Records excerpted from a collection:
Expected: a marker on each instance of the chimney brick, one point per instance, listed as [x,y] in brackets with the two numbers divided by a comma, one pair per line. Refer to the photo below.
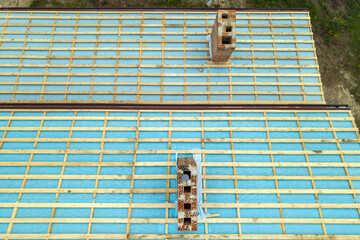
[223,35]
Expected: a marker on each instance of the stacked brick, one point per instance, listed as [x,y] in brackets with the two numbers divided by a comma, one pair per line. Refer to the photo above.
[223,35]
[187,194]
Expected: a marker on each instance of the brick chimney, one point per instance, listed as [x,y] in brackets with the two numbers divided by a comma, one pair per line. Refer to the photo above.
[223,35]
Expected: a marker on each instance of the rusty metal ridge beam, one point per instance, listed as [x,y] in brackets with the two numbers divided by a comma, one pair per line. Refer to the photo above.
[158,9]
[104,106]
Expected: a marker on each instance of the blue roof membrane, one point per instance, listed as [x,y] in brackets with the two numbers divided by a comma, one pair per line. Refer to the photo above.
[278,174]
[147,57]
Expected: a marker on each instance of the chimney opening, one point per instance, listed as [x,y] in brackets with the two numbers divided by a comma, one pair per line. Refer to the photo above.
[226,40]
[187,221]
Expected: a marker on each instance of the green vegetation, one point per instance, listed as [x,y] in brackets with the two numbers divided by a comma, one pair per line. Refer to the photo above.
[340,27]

---

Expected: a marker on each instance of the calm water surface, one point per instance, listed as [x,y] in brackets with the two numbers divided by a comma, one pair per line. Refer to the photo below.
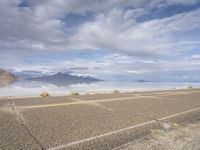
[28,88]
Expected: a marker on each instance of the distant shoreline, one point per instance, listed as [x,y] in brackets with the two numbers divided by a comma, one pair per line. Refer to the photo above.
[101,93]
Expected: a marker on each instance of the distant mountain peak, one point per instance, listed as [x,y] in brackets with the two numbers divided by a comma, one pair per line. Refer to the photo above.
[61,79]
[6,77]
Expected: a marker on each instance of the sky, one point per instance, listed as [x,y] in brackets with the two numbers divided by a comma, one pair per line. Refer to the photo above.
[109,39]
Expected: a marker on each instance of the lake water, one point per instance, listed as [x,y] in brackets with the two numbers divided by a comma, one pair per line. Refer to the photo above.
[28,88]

---

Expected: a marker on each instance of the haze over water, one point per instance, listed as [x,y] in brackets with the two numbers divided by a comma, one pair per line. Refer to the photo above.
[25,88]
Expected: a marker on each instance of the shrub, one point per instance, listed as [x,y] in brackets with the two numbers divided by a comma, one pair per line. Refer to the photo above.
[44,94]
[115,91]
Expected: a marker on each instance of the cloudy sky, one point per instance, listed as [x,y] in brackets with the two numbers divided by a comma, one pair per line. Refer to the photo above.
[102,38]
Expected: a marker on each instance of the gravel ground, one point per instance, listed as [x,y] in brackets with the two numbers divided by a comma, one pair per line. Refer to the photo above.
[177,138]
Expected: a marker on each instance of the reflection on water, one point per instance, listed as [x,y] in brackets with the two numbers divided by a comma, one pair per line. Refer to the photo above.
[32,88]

**Directions:** Report every line of the records above that contains the word "brick", copying each such line in full.

**Correct result:**
Expected: a marker on each instance of the chimney brick, one point per instance, listed as [x,y] in brackets with the two numbers divided by a comma, one pair per line. Refer to the photo below.
Expected: a marker on each instance of the stacked brick, one point per instance, listed as [x,y] in brackets with the two numbers divided by a comma, one pair per line. Refer to the photo above.
Expected: a marker on each instance of the brick chimney, one point per instance, listed as [x,y] in brackets with the two numbers divided by a comma, one pair per line. Refer to the photo above.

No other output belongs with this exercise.